- [SOURCE EXTRACT]
Fallen
Review
Fallen
There are two great things about FALLEN, Karin Slaughter's new novel and the latest installment in her Will Trent/Atlanta series. The first comes near the hair-raising climax, a moment that is creatively on par with Jack Nicholson's immortal "Here's Johnny!" in The Shining. This one takes place while someone is going through some board games, but you need to read every word of what comes before to get the full effect. The second thing? Well, everything else in FALLEN --- the narrative, the characterization, the mystery, the suspense, the action, every word from beginning to end.
One warning to the faint of heart: FALLEN is a long trip through the funhouse. Slaughter knows how to surprise and shock her audience, and she takes this talent to new heights here.
Let me start with the narrative. There is so much to love. What is great here is that Slaughter has created this long and complicated history among several of the characters not only from thisseries but also from her Grant County books. Still, you can read FALLEN and pick up on everything important that you need to know in order to follow what's happening. Furthermore, Slaughter can put you in a room and make you see the sights, smell the scents and hear the sounds in a matter-of-fact way that few authors can.
Now on to the characters. Will Trent, a member of the Special Criminal Investigation Team of the Georgia Bureau of Investigations, has an unusual background. He was raised in foster care, has a learning disability that he keeps to himself, and is married to one of his foster home "sisters" in what is one of the most co-dependent, self-destructive relationships you'll ever encounter in fiction. It will make you cringe, even as you love every second of it. Will is also a great cop, even if his boss, the hard-riding Captain Amanda Wagner, pretends she doesn't know it. Despite his ill-fated matrimonial situation, Will is hopelessly smitten with Dr. Sara Linton, who returns the feelings, even though she...
But you get the idea, I think. These are complex characters. And I haven't even gotten to the mystery part of FALLEN, which provides the hair-raising suspense that permeates every nook and cranny of this book from start to finish.

- [QUESTIONS]
**A)** Decide whether each statement agrees with the review of FALLEN, answering yes or no and quoting the words of the review that settle it: (i) Will Trent grew up in foster care. (ii) Captain Amanda Wagner openly acknowledges that Will is a great cop. (iii) A reader must know the Grant County books to follow what happens in FALLEN.
**B)** Rewrite the part of the review of FALLEN that opens with the words containing "One warning to" and closes with "few authors can.", substituting "haunted house" for "funhouse".
**C)** Carry the review of FALLEN forward from its final sentence.
The records that follow are separate material and do not belong to the review.

[Saved data entries]

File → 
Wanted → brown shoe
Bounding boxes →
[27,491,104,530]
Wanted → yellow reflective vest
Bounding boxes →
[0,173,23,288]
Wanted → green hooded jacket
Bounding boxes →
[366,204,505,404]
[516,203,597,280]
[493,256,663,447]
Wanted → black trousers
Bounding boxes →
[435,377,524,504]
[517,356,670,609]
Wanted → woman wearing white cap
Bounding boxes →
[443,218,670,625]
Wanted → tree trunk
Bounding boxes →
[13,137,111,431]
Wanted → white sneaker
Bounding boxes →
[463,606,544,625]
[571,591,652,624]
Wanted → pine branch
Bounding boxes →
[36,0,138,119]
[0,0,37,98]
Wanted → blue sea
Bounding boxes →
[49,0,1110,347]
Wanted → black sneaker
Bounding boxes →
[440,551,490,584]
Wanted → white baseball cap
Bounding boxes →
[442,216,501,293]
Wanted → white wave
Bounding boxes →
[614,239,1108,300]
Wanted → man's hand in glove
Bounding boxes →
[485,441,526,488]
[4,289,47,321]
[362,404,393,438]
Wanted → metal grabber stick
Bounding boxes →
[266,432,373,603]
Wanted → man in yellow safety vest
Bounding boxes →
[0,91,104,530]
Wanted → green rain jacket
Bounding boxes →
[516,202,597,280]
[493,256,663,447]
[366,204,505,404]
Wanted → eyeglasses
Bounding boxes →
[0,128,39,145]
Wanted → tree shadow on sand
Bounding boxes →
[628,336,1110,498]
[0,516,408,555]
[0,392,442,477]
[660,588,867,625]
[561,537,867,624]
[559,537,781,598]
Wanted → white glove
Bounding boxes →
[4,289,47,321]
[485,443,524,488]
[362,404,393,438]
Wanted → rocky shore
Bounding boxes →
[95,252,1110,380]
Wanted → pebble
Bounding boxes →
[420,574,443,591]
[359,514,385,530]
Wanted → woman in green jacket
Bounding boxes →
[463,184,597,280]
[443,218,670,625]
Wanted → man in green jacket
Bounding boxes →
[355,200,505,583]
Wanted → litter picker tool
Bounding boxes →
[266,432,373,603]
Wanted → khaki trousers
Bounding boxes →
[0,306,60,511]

- [RESPONSES TO THE TASKS]
**A)** (i) Yes: "He was raised in foster care." (ii) No: "even if his boss, the hard-riding Captain Amanda Wagner, pretends she doesn't know it." (iii) No: "you can read FALLEN and pick up on everything important that you need to know in order to follow what's happening."

**B)**
One warning to the faint of heart: FALLEN is a long trip through the haunted house. Slaughter knows how to surprise and shock her audience, and she takes this talent to new heights here.
Let me start with the narrative. There is so much to love. What is great here is that Slaughter has created this long and complicated history among several of the characters not only from thisseries but also from her Grant County books. Still, you can read FALLEN and pick up on everything important that you need to know in order to follow what's happening. Furthermore, Slaughter can put you in a room and make you see the sights, smell the scents and hear the sounds in a matter-of-fact way that few authors can.

**C)**
It's simple enough, taking place over the course of the longest, deadliest three days you'll encounter in some time. It starts on a Saturday, with Faith Mitchell, Will's professional partner, who is being held over in a training seminar and is late in picking up her infant daughter from her mother's house. Faith's mother, Evelyn, a former cop herself, isn't answering her phone, which concerns Faith. She arrives there to find a murder victim in one room, a deadly hostage situation in another, and Evelyn missing. Things become excruciatingly exciting by, oh, page two, and even more so as the book progresses.
No one has any idea why Evelyn might be missing, or who may have taken her, or whose blood is all over the kitchen, or whether Evelyn is even still alive. Actually, Will may have an idea, and Amanda knows both more and less than she is ready to reveal. The entire answer to that question, however, will be found in a trail of murder and crime and corruption that stretches back in time and culminates --- literally --- right back where it started. Much has changed by the end of the book, which will surprise Slaughter's long-time readers and instantly addict her new ones. And, before I forget, savvy mystery novel aficionados will note an extremely brief but quietly funny tribute to one of Great Britain's brighter suspense lights inserted within the narrative. Mark my word.
One warning to the faint of heart: FALLEN is a long trip through the funhouse. Slaughter knows how to surprise and shock her audience, and she takes this talent to new heights here. By turns quietly creepy and suddenly explosive, there are parts of the novel that are the literary equivalent to having a large spider drop onto your head in the middle of high mass. The only difference is that, at some point in your life, you will forget about the spider. There is no way you will ever forget FALLEN.